** WORK INSTRUCTION **
Only one stretch of the data below is wanted: the lines starting at the one with "Query: raccoon's ear" and ending at the one with "<point>312,162</point>", both included, given again exactly.

** GIVEN RECORDS **

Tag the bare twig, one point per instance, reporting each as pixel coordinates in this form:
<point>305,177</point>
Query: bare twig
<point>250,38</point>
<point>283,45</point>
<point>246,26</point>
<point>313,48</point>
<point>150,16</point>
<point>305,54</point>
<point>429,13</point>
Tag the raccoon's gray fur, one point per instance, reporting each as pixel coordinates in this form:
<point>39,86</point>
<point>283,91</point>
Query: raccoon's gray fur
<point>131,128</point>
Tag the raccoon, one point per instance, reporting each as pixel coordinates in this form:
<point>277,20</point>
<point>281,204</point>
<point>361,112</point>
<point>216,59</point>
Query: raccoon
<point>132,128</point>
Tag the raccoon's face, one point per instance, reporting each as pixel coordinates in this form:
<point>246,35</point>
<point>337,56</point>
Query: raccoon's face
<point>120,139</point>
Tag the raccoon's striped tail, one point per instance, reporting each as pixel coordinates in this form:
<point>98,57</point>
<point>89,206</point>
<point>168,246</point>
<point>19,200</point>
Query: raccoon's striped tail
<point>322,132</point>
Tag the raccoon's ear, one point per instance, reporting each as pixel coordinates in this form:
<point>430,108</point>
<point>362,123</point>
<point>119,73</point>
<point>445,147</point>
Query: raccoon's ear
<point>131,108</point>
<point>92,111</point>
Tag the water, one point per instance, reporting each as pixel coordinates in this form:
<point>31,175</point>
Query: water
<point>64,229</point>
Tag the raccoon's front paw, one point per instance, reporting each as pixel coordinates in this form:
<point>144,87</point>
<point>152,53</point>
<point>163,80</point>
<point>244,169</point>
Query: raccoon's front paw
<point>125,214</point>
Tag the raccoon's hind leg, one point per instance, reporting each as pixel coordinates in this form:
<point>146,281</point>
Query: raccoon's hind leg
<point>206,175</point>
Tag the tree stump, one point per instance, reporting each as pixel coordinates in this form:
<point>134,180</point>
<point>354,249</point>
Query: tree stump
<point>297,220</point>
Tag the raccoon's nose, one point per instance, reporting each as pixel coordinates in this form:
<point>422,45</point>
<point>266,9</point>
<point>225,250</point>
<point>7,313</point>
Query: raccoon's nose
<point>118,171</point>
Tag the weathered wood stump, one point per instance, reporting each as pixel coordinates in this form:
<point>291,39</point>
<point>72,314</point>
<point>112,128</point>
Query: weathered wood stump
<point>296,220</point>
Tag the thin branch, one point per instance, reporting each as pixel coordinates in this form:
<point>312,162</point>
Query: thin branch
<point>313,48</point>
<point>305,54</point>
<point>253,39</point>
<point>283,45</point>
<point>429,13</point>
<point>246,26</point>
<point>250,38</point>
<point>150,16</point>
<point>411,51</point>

** OUTPUT **
Query: raccoon's ear
<point>131,108</point>
<point>92,111</point>
Tag the water, one point per instance, reporting each as pixel coordinates in this form:
<point>31,175</point>
Query: water
<point>64,229</point>
Tag the raccoon's front paw, one point per instance, reporting each as pixel coordinates in this form:
<point>144,87</point>
<point>152,53</point>
<point>163,80</point>
<point>244,169</point>
Query: raccoon's front paw
<point>125,214</point>
Tag the raccoon's hind leg, one point per instance, reporting each as pixel coordinates in this form:
<point>146,281</point>
Query: raccoon's hind leg
<point>206,175</point>
Tag the tree stump, one point per instance, reporting each as pixel coordinates in this form:
<point>134,180</point>
<point>354,249</point>
Query: tree stump
<point>297,220</point>
Tag the raccoon's nose, one point per instance, reporting each as pixel coordinates in this form:
<point>422,45</point>
<point>266,9</point>
<point>225,250</point>
<point>7,313</point>
Query: raccoon's nose
<point>118,171</point>
Tag the weathered wood stump, one point per instance, reporting each as pixel coordinates in this form:
<point>291,39</point>
<point>72,314</point>
<point>112,128</point>
Query: weathered wood stump
<point>296,220</point>
Tag the thin branch, one point per instance, reporting each as pixel coordinates in this form:
<point>312,162</point>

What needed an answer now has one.